REQUEST A: In the listing, switch "swimsuit" to "bathing suit" across the stretch from the line containing "Please examine this image carefully and locate the black" through the line containing "[373, 53, 414, 107]". Return only those lines, with everything else left unchanged.

··· SUPPLIED PASSAGE

C.    Exempt Development. No development approval is required for exempt development. Exempt development includes:

1.    Landscaping or landscape alterations.

2.    Repair or maintenance of public or private buildings, structures, landscaping, roads and/or utilities that present a risk to public safety. Maintenance of the exterior of an existing structure such as window and door replacement, re-painting, re-roofing, or re-siding where similar materials and colors are used is also exempt.

3.    Construction of a structure that does not require a building permit.

4.    Interior remodeling.

5.    Temporary structures and uses which are for relief of victims of disaster or an emergency.

D.    Nonexempt Development. Any development in the CB Zone that does not qualify as exempt development shall meet the development standards in this chapter in addition to the site development and design standards in this section.

······
··· DATA RECORDS

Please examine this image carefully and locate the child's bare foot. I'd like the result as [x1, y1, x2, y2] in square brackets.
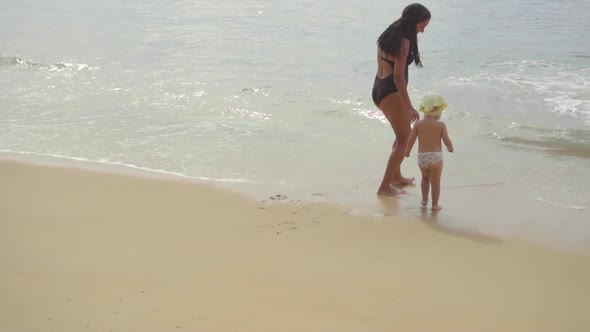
[391, 176, 415, 186]
[377, 186, 405, 196]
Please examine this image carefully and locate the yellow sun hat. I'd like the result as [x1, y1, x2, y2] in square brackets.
[420, 93, 447, 115]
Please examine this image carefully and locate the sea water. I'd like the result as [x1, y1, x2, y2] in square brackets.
[0, 0, 590, 247]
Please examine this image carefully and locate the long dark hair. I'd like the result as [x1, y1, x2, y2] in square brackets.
[377, 3, 430, 67]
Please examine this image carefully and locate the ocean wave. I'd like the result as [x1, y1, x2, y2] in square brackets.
[492, 124, 590, 159]
[0, 149, 256, 184]
[446, 60, 590, 125]
[0, 55, 100, 71]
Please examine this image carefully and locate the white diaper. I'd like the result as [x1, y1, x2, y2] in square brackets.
[418, 152, 442, 168]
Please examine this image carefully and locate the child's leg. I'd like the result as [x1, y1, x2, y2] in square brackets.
[420, 166, 430, 206]
[430, 160, 443, 210]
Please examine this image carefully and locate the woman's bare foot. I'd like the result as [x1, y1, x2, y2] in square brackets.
[391, 176, 415, 186]
[377, 186, 405, 196]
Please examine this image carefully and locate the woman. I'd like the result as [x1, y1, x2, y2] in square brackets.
[373, 3, 430, 196]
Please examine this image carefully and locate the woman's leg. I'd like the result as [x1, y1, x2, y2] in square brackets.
[377, 93, 414, 195]
[420, 167, 430, 206]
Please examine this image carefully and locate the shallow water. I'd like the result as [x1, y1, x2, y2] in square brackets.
[0, 0, 590, 249]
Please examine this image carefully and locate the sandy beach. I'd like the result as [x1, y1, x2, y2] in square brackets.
[0, 160, 590, 332]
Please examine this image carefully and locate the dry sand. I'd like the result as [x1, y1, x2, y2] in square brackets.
[0, 160, 590, 332]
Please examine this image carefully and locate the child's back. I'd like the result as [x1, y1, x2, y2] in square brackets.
[406, 95, 453, 210]
[414, 116, 448, 152]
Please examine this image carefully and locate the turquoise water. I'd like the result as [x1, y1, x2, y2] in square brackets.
[0, 0, 590, 246]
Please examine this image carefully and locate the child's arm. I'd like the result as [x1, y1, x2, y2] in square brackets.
[406, 123, 418, 157]
[442, 122, 454, 152]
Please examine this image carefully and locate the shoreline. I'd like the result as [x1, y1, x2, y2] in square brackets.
[0, 160, 590, 332]
[0, 151, 590, 254]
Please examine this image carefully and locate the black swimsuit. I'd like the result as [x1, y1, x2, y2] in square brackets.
[373, 53, 414, 107]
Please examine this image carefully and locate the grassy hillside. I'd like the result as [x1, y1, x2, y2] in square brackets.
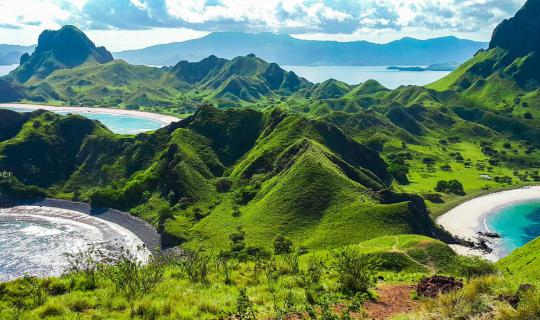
[0, 232, 484, 319]
[497, 235, 540, 278]
[0, 107, 447, 250]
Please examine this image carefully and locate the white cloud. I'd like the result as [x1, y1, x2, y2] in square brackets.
[0, 0, 525, 47]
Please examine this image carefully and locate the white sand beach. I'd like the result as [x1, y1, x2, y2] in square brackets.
[0, 205, 152, 261]
[0, 103, 181, 125]
[437, 186, 540, 261]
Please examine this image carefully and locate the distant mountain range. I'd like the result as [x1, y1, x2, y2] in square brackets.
[114, 32, 488, 66]
[0, 44, 36, 66]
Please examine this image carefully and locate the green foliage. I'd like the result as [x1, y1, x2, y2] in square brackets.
[274, 235, 293, 254]
[333, 248, 378, 295]
[236, 289, 256, 320]
[435, 180, 465, 196]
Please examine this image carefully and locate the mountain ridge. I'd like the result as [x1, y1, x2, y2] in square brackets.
[114, 32, 487, 66]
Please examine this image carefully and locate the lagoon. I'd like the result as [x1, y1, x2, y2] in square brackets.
[485, 200, 540, 256]
[282, 66, 450, 89]
[0, 64, 19, 77]
[0, 104, 179, 134]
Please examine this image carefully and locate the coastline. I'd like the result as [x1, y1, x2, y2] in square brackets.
[0, 103, 182, 126]
[436, 186, 540, 261]
[8, 198, 161, 255]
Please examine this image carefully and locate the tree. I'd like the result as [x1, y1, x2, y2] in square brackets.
[435, 180, 465, 196]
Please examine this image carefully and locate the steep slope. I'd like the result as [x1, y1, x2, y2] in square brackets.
[429, 0, 540, 109]
[0, 44, 35, 66]
[115, 32, 487, 66]
[0, 111, 110, 187]
[497, 238, 540, 277]
[0, 107, 448, 250]
[10, 26, 113, 83]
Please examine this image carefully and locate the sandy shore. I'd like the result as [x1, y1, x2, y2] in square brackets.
[0, 103, 181, 126]
[12, 199, 161, 254]
[437, 186, 540, 261]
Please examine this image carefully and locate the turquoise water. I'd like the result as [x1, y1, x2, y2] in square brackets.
[283, 66, 450, 89]
[486, 201, 540, 253]
[0, 64, 19, 77]
[2, 107, 163, 134]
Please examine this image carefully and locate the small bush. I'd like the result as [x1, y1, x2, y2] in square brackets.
[334, 248, 379, 294]
[435, 180, 465, 196]
[458, 257, 497, 279]
[274, 235, 293, 254]
[38, 303, 64, 319]
[216, 178, 232, 193]
[236, 289, 256, 319]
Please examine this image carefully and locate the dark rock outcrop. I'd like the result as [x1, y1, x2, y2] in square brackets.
[10, 26, 113, 83]
[416, 276, 463, 298]
[489, 0, 540, 57]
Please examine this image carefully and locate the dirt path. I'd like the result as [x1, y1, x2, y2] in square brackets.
[392, 237, 437, 274]
[365, 285, 419, 320]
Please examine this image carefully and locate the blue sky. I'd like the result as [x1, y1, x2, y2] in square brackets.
[0, 0, 525, 51]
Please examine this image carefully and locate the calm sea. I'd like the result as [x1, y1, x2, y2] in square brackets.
[486, 201, 540, 253]
[283, 66, 450, 89]
[0, 64, 19, 77]
[1, 107, 163, 134]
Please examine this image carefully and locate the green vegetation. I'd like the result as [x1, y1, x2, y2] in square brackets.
[0, 0, 540, 319]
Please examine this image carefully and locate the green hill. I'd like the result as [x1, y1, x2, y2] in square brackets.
[497, 235, 540, 279]
[0, 107, 447, 248]
[429, 0, 540, 111]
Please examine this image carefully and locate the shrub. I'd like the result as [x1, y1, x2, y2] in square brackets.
[100, 248, 165, 315]
[236, 289, 256, 320]
[38, 303, 64, 319]
[458, 257, 497, 279]
[334, 248, 379, 294]
[274, 235, 293, 254]
[435, 180, 465, 196]
[173, 251, 211, 284]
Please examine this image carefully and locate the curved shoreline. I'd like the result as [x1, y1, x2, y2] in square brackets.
[436, 186, 540, 261]
[0, 103, 182, 126]
[5, 198, 161, 255]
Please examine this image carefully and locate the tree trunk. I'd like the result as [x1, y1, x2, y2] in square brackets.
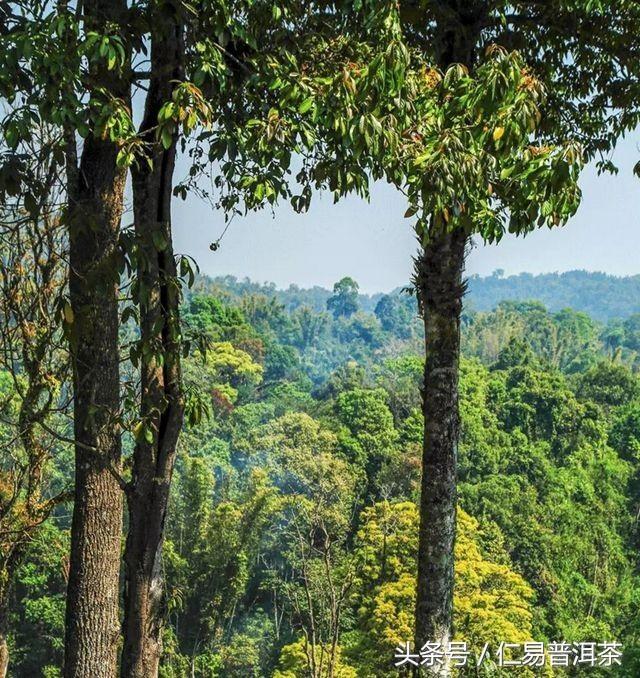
[0, 587, 9, 678]
[415, 0, 486, 676]
[122, 3, 184, 678]
[64, 0, 129, 678]
[416, 231, 467, 668]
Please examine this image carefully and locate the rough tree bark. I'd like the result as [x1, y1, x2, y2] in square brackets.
[64, 0, 129, 678]
[416, 224, 467, 664]
[0, 596, 9, 678]
[415, 0, 486, 676]
[122, 3, 184, 678]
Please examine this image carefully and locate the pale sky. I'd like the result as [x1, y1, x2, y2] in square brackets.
[173, 131, 640, 293]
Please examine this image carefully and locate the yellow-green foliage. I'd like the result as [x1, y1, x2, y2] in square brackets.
[348, 502, 534, 676]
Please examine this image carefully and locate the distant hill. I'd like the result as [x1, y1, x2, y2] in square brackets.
[196, 271, 640, 322]
[468, 271, 640, 322]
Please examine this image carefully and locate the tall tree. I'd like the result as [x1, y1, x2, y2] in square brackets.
[392, 0, 639, 670]
[0, 130, 69, 678]
[0, 0, 132, 677]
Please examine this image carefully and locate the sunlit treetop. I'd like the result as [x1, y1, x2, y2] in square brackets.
[400, 0, 640, 169]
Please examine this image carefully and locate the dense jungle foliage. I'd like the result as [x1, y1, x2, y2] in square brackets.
[0, 278, 640, 678]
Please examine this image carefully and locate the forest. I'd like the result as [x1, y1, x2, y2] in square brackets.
[0, 0, 640, 678]
[0, 278, 640, 678]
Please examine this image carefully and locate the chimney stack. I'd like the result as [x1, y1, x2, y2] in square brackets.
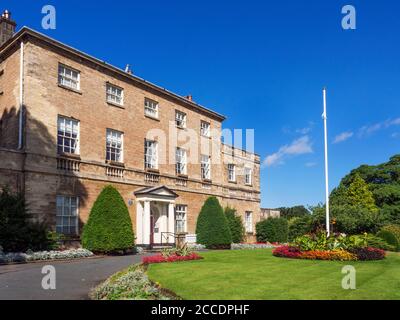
[0, 10, 17, 46]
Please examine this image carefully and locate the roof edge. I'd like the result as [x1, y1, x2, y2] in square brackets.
[0, 26, 226, 122]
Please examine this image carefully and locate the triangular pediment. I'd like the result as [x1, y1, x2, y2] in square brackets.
[135, 186, 178, 199]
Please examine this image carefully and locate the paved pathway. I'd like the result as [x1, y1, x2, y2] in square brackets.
[0, 255, 147, 300]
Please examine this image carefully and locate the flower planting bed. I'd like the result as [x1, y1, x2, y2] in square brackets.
[142, 252, 203, 264]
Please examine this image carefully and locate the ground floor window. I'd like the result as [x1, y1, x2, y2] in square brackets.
[175, 205, 187, 233]
[56, 196, 79, 235]
[245, 211, 253, 233]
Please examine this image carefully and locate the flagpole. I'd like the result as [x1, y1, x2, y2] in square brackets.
[322, 88, 331, 237]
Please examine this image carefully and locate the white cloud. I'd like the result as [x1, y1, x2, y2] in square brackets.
[333, 131, 354, 143]
[263, 136, 313, 167]
[305, 162, 318, 168]
[358, 118, 400, 138]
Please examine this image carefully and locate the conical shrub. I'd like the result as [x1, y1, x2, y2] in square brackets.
[196, 197, 232, 249]
[82, 186, 135, 253]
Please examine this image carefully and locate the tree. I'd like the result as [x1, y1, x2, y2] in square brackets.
[196, 197, 232, 249]
[225, 207, 245, 243]
[82, 186, 135, 253]
[277, 206, 310, 220]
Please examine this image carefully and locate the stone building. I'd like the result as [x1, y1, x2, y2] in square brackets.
[0, 12, 260, 246]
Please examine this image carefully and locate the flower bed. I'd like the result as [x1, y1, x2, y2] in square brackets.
[231, 242, 276, 250]
[89, 265, 174, 300]
[0, 249, 93, 264]
[272, 246, 386, 261]
[142, 252, 203, 264]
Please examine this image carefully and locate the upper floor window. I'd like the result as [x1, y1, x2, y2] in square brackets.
[57, 116, 79, 154]
[56, 196, 79, 235]
[106, 129, 124, 162]
[228, 164, 236, 182]
[245, 211, 253, 233]
[244, 168, 253, 185]
[175, 110, 186, 128]
[201, 155, 211, 180]
[175, 205, 187, 233]
[58, 64, 80, 90]
[106, 83, 124, 106]
[200, 121, 211, 137]
[144, 140, 158, 169]
[176, 148, 187, 174]
[144, 98, 158, 118]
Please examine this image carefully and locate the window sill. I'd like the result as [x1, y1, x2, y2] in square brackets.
[106, 101, 125, 109]
[57, 153, 81, 160]
[106, 160, 125, 168]
[58, 83, 82, 95]
[144, 114, 160, 121]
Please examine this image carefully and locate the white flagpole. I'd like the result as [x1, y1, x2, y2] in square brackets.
[322, 88, 331, 237]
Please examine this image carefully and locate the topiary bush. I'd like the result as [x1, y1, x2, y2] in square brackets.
[225, 207, 245, 243]
[256, 218, 289, 243]
[82, 186, 135, 253]
[196, 197, 232, 249]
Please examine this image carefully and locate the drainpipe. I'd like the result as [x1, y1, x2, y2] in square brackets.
[18, 40, 24, 150]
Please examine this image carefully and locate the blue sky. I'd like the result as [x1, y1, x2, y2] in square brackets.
[0, 0, 400, 207]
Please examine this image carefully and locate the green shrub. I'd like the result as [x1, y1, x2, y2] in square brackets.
[196, 197, 232, 249]
[0, 188, 53, 252]
[289, 216, 313, 241]
[256, 218, 289, 243]
[82, 186, 134, 253]
[225, 207, 245, 243]
[367, 234, 396, 251]
[377, 229, 400, 251]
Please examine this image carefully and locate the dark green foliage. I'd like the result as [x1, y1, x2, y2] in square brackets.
[289, 215, 313, 241]
[0, 189, 53, 252]
[377, 225, 400, 251]
[277, 206, 310, 220]
[225, 207, 245, 243]
[331, 155, 400, 223]
[82, 186, 134, 253]
[256, 218, 289, 243]
[196, 197, 232, 249]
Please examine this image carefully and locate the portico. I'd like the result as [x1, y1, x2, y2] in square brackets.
[135, 186, 178, 247]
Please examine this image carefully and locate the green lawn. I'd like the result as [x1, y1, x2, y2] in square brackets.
[148, 250, 400, 300]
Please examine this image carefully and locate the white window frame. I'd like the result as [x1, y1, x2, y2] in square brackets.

······

REQUEST B: Copy out the passage on exempt development in full, word for word.

FULL OUTPUT A:
Please examine this image carefully and locate the black bathing suit. I'd like the result as [x1, y1, x2, y2] in square brackets.
[373, 53, 414, 107]

FULL OUTPUT B:
C.    Exempt Development. No development approval is required for exempt development. Exempt development includes:

1.    Landscaping or landscape alterations.

2.    Repair or maintenance of public or private buildings, structures, landscaping, roads and/or utilities that present a risk to public safety. Maintenance of the exterior of an existing structure such as window and door replacement, re-painting, re-roofing, or re-siding where similar materials and colors are used is also exempt.

3.    Construction of a structure that does not require a building permit.

4.    Interior remodeling.

5.    Temporary structures and uses which are for relief of victims of disaster or an emergency.

D.    Nonexempt Development. Any development in the CB Zone that does not qualify as exempt development shall meet the development standards in this chapter in addition to the site development and design standards in this section.